EXERCISE INSTRUCTIONS:
Copy verbatim the block of lines in the entries below whose first line contains "Query: tractor seat" and whose last line contains "of the grass". Leave out all other lines.

DATASET RECORDS:
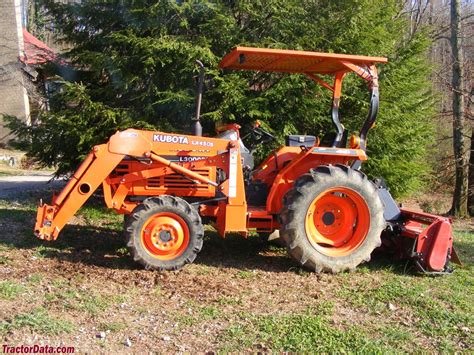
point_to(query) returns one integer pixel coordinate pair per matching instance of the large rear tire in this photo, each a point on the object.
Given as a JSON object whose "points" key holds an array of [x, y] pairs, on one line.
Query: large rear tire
{"points": [[164, 233], [332, 219]]}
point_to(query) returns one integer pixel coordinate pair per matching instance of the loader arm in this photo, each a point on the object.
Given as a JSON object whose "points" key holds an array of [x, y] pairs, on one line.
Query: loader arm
{"points": [[96, 167], [99, 166]]}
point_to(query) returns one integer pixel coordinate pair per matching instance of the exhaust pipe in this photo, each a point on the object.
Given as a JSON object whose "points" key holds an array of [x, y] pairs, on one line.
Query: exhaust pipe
{"points": [[197, 127]]}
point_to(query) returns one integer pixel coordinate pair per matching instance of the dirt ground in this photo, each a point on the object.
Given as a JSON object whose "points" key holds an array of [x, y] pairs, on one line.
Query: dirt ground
{"points": [[83, 290]]}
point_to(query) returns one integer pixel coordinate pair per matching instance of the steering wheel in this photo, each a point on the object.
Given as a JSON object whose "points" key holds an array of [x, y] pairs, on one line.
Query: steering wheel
{"points": [[258, 136]]}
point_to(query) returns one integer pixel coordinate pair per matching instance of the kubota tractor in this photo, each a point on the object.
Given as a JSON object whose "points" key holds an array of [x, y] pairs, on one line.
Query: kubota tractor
{"points": [[329, 214]]}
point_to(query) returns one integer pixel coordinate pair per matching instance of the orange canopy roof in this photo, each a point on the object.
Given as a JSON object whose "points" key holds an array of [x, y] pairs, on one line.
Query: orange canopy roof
{"points": [[291, 61]]}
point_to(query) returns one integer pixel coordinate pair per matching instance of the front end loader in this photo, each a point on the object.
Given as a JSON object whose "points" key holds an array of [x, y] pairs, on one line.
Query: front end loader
{"points": [[330, 216]]}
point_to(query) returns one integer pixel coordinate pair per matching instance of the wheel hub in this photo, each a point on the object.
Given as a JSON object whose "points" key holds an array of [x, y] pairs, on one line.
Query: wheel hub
{"points": [[328, 218], [337, 221], [165, 236]]}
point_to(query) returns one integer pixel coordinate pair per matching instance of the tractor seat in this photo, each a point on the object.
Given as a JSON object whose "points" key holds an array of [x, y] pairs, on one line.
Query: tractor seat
{"points": [[233, 134], [300, 140]]}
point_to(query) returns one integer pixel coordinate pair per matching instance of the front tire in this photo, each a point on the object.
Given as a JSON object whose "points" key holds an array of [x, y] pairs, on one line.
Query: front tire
{"points": [[332, 219], [164, 233]]}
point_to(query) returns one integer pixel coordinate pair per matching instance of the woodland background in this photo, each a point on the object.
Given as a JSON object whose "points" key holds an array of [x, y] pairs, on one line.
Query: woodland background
{"points": [[134, 66]]}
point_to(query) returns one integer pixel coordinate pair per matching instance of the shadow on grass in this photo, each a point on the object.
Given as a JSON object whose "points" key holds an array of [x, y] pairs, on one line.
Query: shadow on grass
{"points": [[103, 246]]}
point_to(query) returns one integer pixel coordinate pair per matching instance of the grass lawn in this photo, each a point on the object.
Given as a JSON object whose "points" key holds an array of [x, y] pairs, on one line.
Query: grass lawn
{"points": [[84, 290]]}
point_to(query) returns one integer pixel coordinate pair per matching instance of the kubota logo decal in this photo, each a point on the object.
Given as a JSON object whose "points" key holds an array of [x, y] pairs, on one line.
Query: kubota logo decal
{"points": [[166, 138], [170, 139]]}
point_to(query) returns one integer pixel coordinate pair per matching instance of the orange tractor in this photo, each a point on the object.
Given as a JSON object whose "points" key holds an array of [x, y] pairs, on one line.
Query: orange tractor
{"points": [[330, 216]]}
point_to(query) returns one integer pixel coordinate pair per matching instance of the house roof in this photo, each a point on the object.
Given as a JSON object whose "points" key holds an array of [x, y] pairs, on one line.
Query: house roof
{"points": [[36, 52], [291, 61]]}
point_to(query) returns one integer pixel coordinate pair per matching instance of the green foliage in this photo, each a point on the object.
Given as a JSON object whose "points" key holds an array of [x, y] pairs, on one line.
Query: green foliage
{"points": [[138, 70], [298, 333]]}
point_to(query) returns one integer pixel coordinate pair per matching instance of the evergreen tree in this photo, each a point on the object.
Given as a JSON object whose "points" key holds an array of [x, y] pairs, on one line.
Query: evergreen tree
{"points": [[138, 70]]}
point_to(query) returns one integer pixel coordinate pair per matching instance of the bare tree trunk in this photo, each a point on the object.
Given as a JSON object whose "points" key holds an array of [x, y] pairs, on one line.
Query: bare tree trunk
{"points": [[460, 128], [470, 200]]}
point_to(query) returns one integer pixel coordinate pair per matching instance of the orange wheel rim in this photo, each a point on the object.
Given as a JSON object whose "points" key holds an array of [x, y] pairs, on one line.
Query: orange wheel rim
{"points": [[337, 221], [165, 236]]}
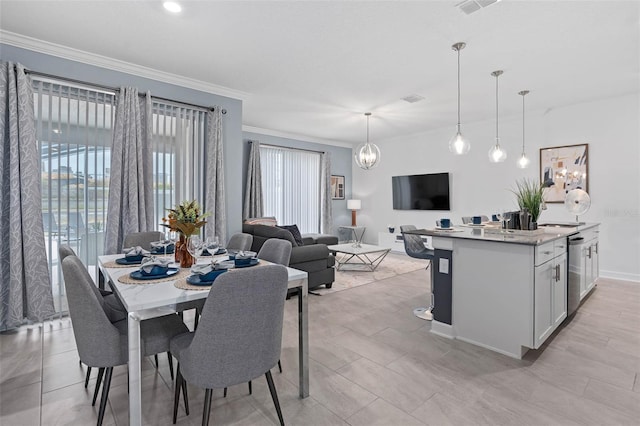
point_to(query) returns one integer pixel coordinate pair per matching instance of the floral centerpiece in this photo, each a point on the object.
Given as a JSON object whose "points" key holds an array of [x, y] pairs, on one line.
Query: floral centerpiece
{"points": [[186, 219], [530, 197]]}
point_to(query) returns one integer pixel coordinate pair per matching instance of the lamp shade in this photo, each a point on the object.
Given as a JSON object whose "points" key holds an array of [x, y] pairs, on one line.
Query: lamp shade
{"points": [[354, 205]]}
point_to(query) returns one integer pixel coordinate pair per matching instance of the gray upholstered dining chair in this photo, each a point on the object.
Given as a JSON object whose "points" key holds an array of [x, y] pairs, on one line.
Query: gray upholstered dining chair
{"points": [[240, 241], [239, 336], [100, 342], [109, 302], [276, 250], [142, 239], [414, 246]]}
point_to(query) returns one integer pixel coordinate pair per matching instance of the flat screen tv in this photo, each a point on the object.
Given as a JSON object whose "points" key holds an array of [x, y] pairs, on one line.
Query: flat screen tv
{"points": [[421, 192]]}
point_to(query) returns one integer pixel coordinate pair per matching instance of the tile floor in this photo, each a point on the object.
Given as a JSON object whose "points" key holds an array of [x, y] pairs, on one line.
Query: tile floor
{"points": [[372, 363]]}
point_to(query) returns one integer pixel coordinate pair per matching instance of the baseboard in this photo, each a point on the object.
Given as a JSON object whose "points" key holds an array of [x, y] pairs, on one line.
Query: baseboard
{"points": [[442, 329], [620, 276]]}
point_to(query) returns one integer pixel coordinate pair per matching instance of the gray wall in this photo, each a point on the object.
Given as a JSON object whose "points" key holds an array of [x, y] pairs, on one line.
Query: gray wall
{"points": [[340, 165], [232, 121]]}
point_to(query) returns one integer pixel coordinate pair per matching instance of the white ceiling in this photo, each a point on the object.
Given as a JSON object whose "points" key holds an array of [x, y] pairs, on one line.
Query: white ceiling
{"points": [[313, 68]]}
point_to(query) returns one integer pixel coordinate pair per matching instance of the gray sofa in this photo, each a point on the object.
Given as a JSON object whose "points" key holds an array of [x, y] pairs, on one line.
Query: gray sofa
{"points": [[312, 257]]}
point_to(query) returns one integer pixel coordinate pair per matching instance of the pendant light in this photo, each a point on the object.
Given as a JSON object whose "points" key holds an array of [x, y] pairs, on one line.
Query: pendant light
{"points": [[458, 144], [367, 155], [523, 161], [497, 154]]}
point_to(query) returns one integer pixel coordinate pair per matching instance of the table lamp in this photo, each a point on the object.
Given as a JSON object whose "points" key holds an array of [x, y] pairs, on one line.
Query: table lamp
{"points": [[353, 205]]}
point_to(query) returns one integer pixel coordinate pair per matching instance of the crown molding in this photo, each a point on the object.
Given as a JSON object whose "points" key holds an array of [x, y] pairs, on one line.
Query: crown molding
{"points": [[295, 136], [66, 52]]}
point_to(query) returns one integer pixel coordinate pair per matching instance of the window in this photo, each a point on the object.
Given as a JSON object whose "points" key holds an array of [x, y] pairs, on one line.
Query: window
{"points": [[291, 186], [74, 131]]}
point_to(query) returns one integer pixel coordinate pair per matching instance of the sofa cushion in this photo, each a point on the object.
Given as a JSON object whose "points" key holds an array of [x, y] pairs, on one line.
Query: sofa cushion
{"points": [[295, 232]]}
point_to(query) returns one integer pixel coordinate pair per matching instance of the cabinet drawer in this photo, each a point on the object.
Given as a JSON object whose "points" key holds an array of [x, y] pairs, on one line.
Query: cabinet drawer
{"points": [[544, 253], [559, 247]]}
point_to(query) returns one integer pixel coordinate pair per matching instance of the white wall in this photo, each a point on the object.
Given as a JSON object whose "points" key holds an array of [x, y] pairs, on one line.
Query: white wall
{"points": [[611, 127]]}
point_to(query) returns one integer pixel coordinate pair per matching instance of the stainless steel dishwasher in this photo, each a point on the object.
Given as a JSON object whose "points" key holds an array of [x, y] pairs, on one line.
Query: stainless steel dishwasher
{"points": [[577, 246]]}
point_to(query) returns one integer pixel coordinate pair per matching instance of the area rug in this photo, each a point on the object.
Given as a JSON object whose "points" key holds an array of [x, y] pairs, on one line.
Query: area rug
{"points": [[392, 265]]}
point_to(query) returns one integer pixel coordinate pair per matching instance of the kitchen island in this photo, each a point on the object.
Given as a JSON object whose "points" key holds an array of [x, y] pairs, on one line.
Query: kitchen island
{"points": [[500, 289]]}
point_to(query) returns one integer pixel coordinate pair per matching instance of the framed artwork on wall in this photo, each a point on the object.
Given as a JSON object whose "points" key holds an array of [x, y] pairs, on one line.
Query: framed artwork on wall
{"points": [[563, 168], [337, 187]]}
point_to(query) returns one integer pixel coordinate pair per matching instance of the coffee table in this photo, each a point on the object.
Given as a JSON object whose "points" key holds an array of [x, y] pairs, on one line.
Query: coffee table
{"points": [[366, 255]]}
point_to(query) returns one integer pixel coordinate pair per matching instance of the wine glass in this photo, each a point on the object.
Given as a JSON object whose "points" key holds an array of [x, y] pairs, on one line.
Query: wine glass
{"points": [[195, 246], [212, 244]]}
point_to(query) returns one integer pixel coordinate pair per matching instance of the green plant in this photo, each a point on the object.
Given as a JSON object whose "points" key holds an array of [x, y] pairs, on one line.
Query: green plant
{"points": [[529, 194]]}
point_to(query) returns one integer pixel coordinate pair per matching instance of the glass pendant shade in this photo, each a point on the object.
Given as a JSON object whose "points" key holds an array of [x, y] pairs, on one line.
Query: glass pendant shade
{"points": [[458, 144], [523, 161], [497, 154], [367, 155]]}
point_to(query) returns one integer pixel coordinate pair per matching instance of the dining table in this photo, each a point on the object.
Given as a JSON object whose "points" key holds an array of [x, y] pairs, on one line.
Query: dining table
{"points": [[150, 300]]}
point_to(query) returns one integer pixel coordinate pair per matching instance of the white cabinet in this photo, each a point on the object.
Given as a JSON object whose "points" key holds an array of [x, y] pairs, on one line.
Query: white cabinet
{"points": [[586, 265], [550, 290]]}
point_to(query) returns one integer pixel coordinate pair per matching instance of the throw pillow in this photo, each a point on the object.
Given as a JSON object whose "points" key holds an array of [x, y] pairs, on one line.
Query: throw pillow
{"points": [[295, 232], [267, 220]]}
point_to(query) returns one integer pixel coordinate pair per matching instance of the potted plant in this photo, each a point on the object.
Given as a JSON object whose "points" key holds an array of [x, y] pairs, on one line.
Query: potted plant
{"points": [[529, 194]]}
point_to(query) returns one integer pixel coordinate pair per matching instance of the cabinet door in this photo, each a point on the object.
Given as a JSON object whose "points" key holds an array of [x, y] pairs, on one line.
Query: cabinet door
{"points": [[585, 271], [594, 265], [543, 296], [559, 286]]}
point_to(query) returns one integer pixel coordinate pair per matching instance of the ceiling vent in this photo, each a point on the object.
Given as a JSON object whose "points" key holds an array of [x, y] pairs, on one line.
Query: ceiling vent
{"points": [[413, 98], [470, 6]]}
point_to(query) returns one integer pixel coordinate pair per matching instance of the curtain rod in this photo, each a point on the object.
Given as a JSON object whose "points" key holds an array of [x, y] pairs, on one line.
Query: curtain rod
{"points": [[112, 89], [288, 147]]}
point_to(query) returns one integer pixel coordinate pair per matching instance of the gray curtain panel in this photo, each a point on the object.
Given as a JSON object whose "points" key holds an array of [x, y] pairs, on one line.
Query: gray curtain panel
{"points": [[25, 284], [253, 201], [325, 193], [214, 178], [131, 184]]}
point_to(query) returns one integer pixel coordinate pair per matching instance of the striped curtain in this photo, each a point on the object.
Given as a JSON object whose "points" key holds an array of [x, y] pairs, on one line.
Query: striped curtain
{"points": [[291, 184]]}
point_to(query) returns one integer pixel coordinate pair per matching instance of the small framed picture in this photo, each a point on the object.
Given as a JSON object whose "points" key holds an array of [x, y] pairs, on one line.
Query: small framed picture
{"points": [[337, 187], [563, 168]]}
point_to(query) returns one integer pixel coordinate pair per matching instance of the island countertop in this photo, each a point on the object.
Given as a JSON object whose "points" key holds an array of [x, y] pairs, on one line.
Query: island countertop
{"points": [[544, 234]]}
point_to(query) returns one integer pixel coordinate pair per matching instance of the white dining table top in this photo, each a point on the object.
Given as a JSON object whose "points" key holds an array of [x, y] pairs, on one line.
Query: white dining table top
{"points": [[138, 297]]}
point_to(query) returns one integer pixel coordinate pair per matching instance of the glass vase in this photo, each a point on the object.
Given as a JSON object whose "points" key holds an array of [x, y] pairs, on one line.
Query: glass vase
{"points": [[182, 255]]}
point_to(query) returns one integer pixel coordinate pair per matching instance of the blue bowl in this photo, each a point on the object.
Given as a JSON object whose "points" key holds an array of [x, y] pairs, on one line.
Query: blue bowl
{"points": [[212, 275], [156, 270], [136, 258], [242, 262]]}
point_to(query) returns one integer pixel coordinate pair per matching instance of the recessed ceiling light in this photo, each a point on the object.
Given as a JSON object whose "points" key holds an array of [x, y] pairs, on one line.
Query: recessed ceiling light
{"points": [[172, 6]]}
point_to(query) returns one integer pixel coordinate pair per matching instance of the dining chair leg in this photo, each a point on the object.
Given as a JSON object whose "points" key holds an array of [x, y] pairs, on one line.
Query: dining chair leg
{"points": [[170, 358], [86, 379], [207, 408], [176, 395], [274, 396], [185, 396], [105, 394], [97, 389]]}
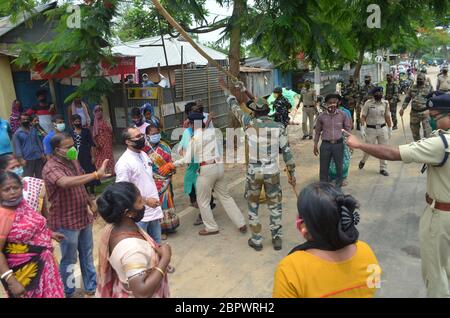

REPLY TO THE EXERCISE:
Query: tractor seat
{"points": [[233, 134], [300, 140]]}
point_to(query) returns one integer pixel coordinate pair per matching instance of the front tire in this photo, each a point on the object.
Given as a JSON object whose "points" key holds an array of [x, y] pairs, on one line.
Query: front tire
{"points": [[332, 219], [164, 233]]}
point_to(query) returns one integer pixel coordinate pair per matching instance of the woodland background in this photo, each a point on the object.
Given as a JSON object whose "points" key holds an array of [x, y] pairs, on one line.
Query: woodland background
{"points": [[134, 66]]}
point_to(query) returns one integer pixel coordinate pair per matching instance of the shadow on grass in this photo, each a point on the object.
Given as a JSON object whose "points" key holds an array of [x, y] pairs, on one line.
Query: shadow on grass
{"points": [[103, 246]]}
point_to(query) returns one integer pixel coordinate pair per matching instance of the grass lawn in this photo, each a point on the object.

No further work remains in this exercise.